Extrait du texte >>
------------------------------------------------------------------------

Depuis quelques mois, la Turquie attaque constamment le nord-est de la Syrie, sous administration kurde. Actuellement, le monde est détourné de la guerre entre Israël et Gaza et de la crise de la mer Rouge. La Turquie y voit une bonne occasion d’intensifier son agression contre les Kurdes syriens sous prétexte de légitime défense. La récente recrudescence du conflit a commencé lorsque neuf soldats turcs ont été tués lors d’affrontements avec des combattants du Parti des travailleurs du Kurdistan (PKK) dans le nord de l’Irak. Ankara a répondu par des frappes aériennes et des opérations militaires terrestres incessantes dans la région, ainsi que dans le nord-est de la Syrie. Le PKK, un mouvement armé de gauche, a été créé à la fin des années 1970 par son leader aujourd’hui emprisonné, Abdullah Öcalan. (…) Le gouvernement turc insiste sur le fait que les Unités de défense du peuple (YPG), un puissant groupe armé kurde principalement basé dans le nord-est de la Syrie, sont une extension du Parti des travailleurs du Kurdistan (PKK). Mais le fait est que les YPG et le PKK partagent une idéologie similaire, mais ils constituent des entités distinctes avec des objectifs différents.
Dès le début de la guerre en Syrie, le président turc Recep Tayyip Erdogan exploite le conflit pour promouvoir son programme expansionniste. Toutefois, les Kurdes syriens constituent le principal obstacle à la politique expansionniste d’Erdogan en Syrie. Ankara a tenté à plusieurs reprises de justifier sa farouche hostilité envers les forces kurdes. La Turquie veut vendre au monde un faux récit selon lequel sa sécurité intérieure est menacée par le petit État kurde quasi autonome à sa porte, le qualifiant de « couloir terroriste » où le PKK pourrait se cacher ou partir facilement pour attaquer. Cependant, la Turquie n’a jusqu’à présent pas réussi à fournir la preuve d’attaques terroristes liées aux Kurdes menées depuis la Syrie.
Les bombardements intenses turcs ont endommagé plus de la moitié des infrastructures électriques et pétrolières du nord-est de la Syrie, aux mains des Kurdes, portant un coup dur à son économie dépendante de l’énergie. En outre, ces attaques ont causé des dégâts considérables aux infrastructures vitales, déjà dans un état désastreux après plus d’une décennie de guerre et de crise économique. La plus importante d’entre elles est la centrale électrique de Sweidiya, qui était la seule source d’énergie approvisionnant en énergie la région de Jazira, au nord-est de la Syrie. La centrale est actuellement hors service suite aux raids aériens turcs. L’approvisionnement en eau potable dans la région dépend également de l’électricité. Les populations locales sont donc actuellement privées des besoins essentiels en électricité et en eau. Par conséquent, l’agression turque dans le nord-est de la Syrie n’est en aucun cas un acte de légitime défense ; il s’agit plutôt de punir les Kurdes et de freiner leur aspiration à l’autonomie.

------------------------------------------------------------------------

Consigne donnée 1 >> Selon le texte sur les Kurdes syriens, quelle centrale électrique est actuellement hors service ?
Consigne donnée 2 >> Traduisez en anglais cette phrase du texte sur les Kurdes syriens : « La centrale est actuellement hors service suite aux raids aériens turcs. »
Consigne donnée 3 >> Poursuivez le texte sur les Kurdes syriens après sa dernière phrase.
Ce matériel n'a aucun lien avec le texte sur les Kurdes syriens.

Relevés d'annotation par coordonnées

------------------------------------------------------------------------

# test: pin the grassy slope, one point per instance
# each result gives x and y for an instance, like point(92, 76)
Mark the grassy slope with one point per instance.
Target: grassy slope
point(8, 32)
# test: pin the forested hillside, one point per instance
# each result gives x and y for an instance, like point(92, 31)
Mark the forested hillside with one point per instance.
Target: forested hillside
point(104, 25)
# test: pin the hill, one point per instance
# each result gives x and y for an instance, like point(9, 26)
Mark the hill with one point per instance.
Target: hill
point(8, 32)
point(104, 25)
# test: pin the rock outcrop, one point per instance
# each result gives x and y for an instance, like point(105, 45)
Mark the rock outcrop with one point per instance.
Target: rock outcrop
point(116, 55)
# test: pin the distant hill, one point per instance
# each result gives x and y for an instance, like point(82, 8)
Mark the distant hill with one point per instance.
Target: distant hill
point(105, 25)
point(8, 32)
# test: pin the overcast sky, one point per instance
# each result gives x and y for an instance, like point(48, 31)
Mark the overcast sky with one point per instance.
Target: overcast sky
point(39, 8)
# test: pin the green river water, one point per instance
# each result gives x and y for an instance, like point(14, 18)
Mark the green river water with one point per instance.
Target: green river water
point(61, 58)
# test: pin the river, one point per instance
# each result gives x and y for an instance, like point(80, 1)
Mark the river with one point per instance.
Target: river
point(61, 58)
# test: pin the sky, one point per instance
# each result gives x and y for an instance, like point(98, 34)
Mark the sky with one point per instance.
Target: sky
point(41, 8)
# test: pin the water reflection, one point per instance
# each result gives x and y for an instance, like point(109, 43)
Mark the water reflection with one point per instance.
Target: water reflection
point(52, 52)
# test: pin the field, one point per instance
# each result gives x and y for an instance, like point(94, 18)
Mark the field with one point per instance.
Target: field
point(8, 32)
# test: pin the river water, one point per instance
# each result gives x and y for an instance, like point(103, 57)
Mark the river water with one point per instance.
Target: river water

------------------------------------------------------------------------

Réponse attendue 1 >> La centrale électrique de Sweidiya.

Réponse attendue 2 >> The power plant is currently out of service following the Turkish air raids.

Réponse attendue 3 >>
La Turquie a toujours été opposée à toute forme d’entité kurde sur son territoire ou dans son voisinage. Les Turcs ont adopté une position extrême, non seulement contre la création d’un organisme kurde indépendant, comme ils l’ont fait lorsqu’ils se sont opposés aux résultats du référendum sur l’indépendance du Kurdistan irakien en 2017, mais aussi contre les droits légaux des Kurdes en Turquie et en Syrie. La Turquie a rejeté l’Administration autonome du nord et de l’est de la Syrie (AANES), fondée par les Kurdes avec d’autres acteurs de la région, et a également restreint les activités du Parti démocratique du peuple pro-kurde en Turquie, même s’il s’agit de groupes légitimes. L’intensité de la haine de la Turquie envers les Kurdes syriens peut être visualisée à partir d’un acte récent des Turcs. Les autorités turques qui contrôlent certaines parties du nord-ouest de la Syrie ont refusé pendant sept jours d’autoriser le transport de fournitures humanitaires des résidents de l’AANES vers les zones syriennes touchées par le tremblement de terre.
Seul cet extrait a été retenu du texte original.